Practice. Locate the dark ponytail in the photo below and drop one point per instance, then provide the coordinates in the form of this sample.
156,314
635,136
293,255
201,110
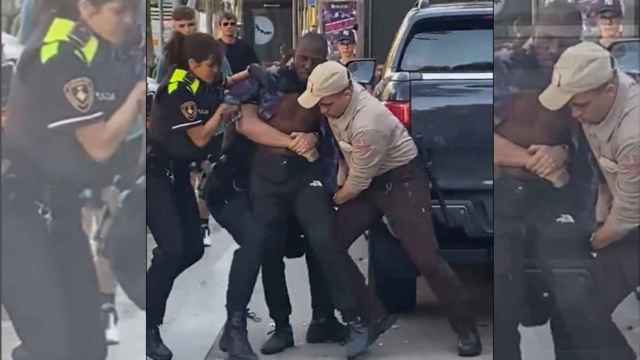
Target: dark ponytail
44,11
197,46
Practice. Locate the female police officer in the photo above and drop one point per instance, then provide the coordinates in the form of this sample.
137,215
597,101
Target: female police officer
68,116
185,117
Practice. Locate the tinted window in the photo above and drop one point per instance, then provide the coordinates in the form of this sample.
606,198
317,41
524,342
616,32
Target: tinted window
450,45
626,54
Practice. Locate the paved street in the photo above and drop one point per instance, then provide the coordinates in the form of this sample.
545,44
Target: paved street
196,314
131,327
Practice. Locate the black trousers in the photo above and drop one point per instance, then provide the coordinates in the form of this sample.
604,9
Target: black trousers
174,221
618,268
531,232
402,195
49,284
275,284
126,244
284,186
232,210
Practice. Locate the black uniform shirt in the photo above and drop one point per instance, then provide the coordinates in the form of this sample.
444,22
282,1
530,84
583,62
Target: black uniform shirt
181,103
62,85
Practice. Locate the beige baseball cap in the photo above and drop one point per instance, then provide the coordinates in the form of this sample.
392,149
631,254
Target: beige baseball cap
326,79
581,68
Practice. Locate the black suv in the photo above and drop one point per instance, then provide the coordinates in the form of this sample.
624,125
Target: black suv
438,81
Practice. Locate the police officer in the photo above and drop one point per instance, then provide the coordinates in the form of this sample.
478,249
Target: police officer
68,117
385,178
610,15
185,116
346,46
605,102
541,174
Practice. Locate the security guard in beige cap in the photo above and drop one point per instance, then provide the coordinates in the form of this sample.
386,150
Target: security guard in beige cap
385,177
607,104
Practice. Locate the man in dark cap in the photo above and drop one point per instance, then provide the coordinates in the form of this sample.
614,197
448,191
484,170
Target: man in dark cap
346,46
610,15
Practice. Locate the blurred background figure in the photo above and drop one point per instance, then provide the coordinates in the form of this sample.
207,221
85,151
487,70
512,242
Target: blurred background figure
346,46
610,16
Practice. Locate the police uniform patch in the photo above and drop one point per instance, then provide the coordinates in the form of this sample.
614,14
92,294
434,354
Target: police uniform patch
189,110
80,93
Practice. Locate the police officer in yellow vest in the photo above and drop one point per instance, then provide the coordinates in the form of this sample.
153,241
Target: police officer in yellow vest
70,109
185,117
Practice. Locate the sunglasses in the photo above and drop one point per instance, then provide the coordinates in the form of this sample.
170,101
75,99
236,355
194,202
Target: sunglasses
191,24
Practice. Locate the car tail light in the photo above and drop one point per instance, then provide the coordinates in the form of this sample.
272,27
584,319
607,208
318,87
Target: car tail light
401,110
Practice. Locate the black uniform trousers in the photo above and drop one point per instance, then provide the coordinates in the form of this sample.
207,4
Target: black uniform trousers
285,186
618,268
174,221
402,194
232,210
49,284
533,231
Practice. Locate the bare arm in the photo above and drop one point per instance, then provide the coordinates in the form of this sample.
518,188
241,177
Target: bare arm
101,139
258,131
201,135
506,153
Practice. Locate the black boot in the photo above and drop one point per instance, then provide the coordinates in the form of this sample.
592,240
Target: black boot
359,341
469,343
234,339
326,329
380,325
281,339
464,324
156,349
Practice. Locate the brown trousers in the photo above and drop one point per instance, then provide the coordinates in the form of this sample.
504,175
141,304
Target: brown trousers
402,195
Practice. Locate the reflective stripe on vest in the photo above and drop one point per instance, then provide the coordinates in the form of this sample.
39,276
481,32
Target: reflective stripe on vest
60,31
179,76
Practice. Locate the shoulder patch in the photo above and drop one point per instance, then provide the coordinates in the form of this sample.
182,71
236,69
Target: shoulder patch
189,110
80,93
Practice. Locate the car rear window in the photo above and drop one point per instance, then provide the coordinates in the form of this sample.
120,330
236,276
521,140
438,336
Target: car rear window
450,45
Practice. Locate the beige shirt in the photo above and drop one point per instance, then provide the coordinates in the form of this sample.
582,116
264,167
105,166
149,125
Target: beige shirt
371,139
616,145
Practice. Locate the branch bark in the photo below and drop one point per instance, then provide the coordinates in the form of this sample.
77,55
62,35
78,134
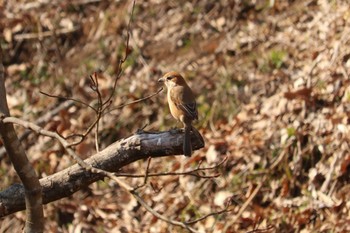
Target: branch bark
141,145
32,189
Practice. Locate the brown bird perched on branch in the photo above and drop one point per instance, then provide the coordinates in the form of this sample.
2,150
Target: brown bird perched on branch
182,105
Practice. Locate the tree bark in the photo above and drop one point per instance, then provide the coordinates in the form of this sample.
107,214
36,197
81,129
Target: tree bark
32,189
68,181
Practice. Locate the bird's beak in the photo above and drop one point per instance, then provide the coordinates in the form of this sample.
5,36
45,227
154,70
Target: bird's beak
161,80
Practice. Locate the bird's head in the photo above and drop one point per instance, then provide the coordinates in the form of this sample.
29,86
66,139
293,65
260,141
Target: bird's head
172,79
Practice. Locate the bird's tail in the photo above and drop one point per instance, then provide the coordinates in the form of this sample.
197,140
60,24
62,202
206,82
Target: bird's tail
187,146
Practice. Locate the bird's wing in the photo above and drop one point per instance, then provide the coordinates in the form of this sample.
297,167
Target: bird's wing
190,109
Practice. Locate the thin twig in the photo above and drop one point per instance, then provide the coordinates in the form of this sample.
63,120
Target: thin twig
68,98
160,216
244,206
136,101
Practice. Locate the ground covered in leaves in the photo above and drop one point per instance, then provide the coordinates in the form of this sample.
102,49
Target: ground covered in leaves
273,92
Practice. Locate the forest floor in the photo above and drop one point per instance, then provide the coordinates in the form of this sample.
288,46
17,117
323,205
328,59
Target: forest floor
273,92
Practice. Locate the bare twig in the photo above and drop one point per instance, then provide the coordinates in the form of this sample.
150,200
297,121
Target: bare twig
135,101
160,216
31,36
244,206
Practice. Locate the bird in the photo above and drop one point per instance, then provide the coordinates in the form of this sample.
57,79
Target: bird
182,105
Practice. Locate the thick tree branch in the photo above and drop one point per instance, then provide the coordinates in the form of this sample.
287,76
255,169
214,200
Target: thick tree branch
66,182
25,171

WRITTEN TASK — Each record above should come back exactly the same, only without its pictures.

COMPLETE OUTPUT —
Practice. Locate the dark ponytail in the photo below and drop one point per instance, then provide the coordinates in the form of this sample.
156,314
635,136
293,255
201,110
Target: dark ponytail
44,11
197,46
Practice. Locate the female police officer in the photo above and drop one point per instance, then provide the coordinates in the form of this sample.
137,215
597,101
Target: female police officer
68,116
185,117
Practice. Locate the tinted window in the photo above and drop one point per instance, then provide the coordinates in the form of this sample.
606,198
317,41
524,342
616,32
Target: tinted window
450,45
626,54
Practice. Locate the paved street in the photo above and drop one point per instance, then provide the coordinates in the form of this sample.
545,44
Target: paved street
196,314
131,327
Practice. Locate the black trousers in the photo above and drop one point per instance, then provide the coordinates in the form of this sample.
604,9
Target: black trousers
174,221
618,268
531,232
402,195
49,284
275,284
126,244
284,186
232,210
Practice. Locate the black uniform shirt in the photo above and drop one point per instance, then provide the coordinates in the form of this sample.
444,22
282,1
530,84
583,62
Target: black uniform shirt
181,103
62,85
Practice. Locate the beige baseball cap in the photo above and drop one point per instance, then provide the coordinates in the form of this sample.
392,149
631,254
Target: beige baseball cap
326,79
581,68
Practice. Locate the black suv in the photo above and drop one point per instance, then provide the coordinates in the form of this sample.
624,125
Target: black suv
438,81
Practice. Locate the police officer in the photo above and drop one point per instance, then provide the coordinates in the form of this sample.
478,249
Target: police officer
68,117
385,178
610,15
185,116
346,46
605,102
541,174
Practice. Locate the security guard in beige cap in the photo above and drop one point per instance, then provide the coordinates in the form of this sample.
386,150
Target: security guard in beige cap
385,177
607,104
Practice. Locate the man in dark cap in the photo above and drop one point per instance, then provide the coordinates in the form of this sample.
614,197
448,191
484,170
Target: man in dark cap
346,46
610,15
Practice. Locate the blurred background figure in the photo above and drop one point per instance, then provide the coordinates in the form of this sample.
207,221
85,151
487,70
512,242
Target: blurred background figure
346,46
610,16
Practice. Locate the police uniform patch in the photo above and drop one point per instance, then provide the coordinates in the form of this sample.
614,14
92,294
434,354
Target: police uniform patch
189,110
80,93
Practice. Locate the police officer in yellow vest in the photo above and drop one point per instance, then provide the coordinates in the form of this sample.
153,241
Target: police officer in yellow vest
70,109
185,117
Practice. Locate the sunglasses in the photo above and drop one point per instance, then provide the coordinates in the form of this sample.
170,101
75,99
236,355
194,202
Target: sunglasses
191,24
Practice. Locate the car tail light in the photo above and drop one point per instance, then provide the coordinates in the form of this sample.
272,27
584,319
607,208
318,87
Target: car tail light
401,110
Practice. Locate the black uniform trousers in the photo above and drop one point per instance, then provide the coordinates in the form of this sample.
207,4
Target: black uniform trousers
285,186
618,268
174,221
402,194
232,210
49,284
533,231
Practice. Locate the bare arm in the photo above and drop one point per instance, then provide the coordinates in the form of this sample.
518,188
241,177
Target: bare arm
101,139
258,131
201,135
506,153
Practice. Locate the black boot in the photo above and drop one point per instance, then provide the coordinates in the form of this sample.
592,240
Target: black boot
359,341
469,343
234,339
326,329
380,325
281,339
464,324
156,349
Practice. Locate the brown trousers in the photo above and drop one point per instance, then provide the coordinates in the form of this sample.
504,175
141,304
Target: brown trousers
402,195
Practice. Locate the reflective stripe on vest in the photo above and drop one point per instance, then provide the coordinates in the form of this sample.
39,276
481,32
Target: reflective stripe on vest
60,31
179,76
Practice. Locate the shoulder patch in the photo above and drop one point per instance, then provide the coordinates in the form of this sample.
182,71
236,69
Target: shoulder patch
189,110
80,93
Practice. Locate the car rear window in the photo above and drop one point per instance, then provide the coordinates in the form of this sample.
120,330
236,276
521,140
438,336
Target: car rear window
450,45
Practice. Locate the beige shirt in the photo above and drop one point per instance, then provide the coordinates in the form of this sample.
582,116
264,167
105,166
149,125
Target: beige shirt
371,139
616,145
Practice. Locate the branch bark in the photo below and drop one point per instance, then provide the coordinates in the form of this sample.
77,55
62,35
78,134
Target: branch bark
141,145
32,189
Practice. Locate the brown bird perched on branch in the photo above and drop one point per instance, then provide the coordinates in the form of this sample.
2,150
Target: brown bird perched on branch
182,105
Practice. Locate the tree bark in the photo above and drop one point per instance, then provide the coordinates in the form of this sample.
107,214
36,197
81,129
Target: tree bark
32,189
68,181
Practice. Locate the bird's beak in the photo above and drop one point per instance, then provide the coordinates in the form of this sample.
5,36
45,227
154,70
Target: bird's beak
161,80
Practice. Locate the bird's head in the photo above and drop one point per instance, then provide the coordinates in the form of this sample.
29,86
66,139
293,65
260,141
Target: bird's head
172,79
Practice. Locate the bird's tail in the photo above and drop one point per instance, then provide the coordinates in the form of this sample.
197,140
60,24
62,202
206,82
Target: bird's tail
187,146
Practice. Locate the bird's wing in the photo above and drop one point per instance, then provide the coordinates in the form of this sample.
297,167
Target: bird's wing
190,109
Practice. Locate the thin twig in the photo above and drop one point per instance, then provide the coordinates in the form of this sample.
63,120
Target: thin twig
68,98
160,216
244,206
136,101
Practice. Locate the ground covered in leaves in the photo above and drop one point per instance, then provide the coordinates in the form of this sample.
102,49
Target: ground covered in leaves
273,92
Practice. Locate the forest floor in the photo above and drop one point per instance, then provide the coordinates in the form of this sample.
288,46
17,117
323,205
328,59
Target: forest floor
273,92
Practice. Locate the bare twig in the photo above and drop one point per instance, then provide the coordinates in the form of this sample.
150,200
297,121
Target: bare twig
135,101
160,216
31,36
244,206
Practice. Locate the bird in the photo above and drop one point per instance, then provide the coordinates in the form of this sample.
57,79
Target: bird
182,105
Practice. Locate the thick tree branch in the photo above and drop one point per instance, then provide the coordinates in the form of this sample.
287,76
255,169
214,200
Target: thick tree branch
66,182
25,171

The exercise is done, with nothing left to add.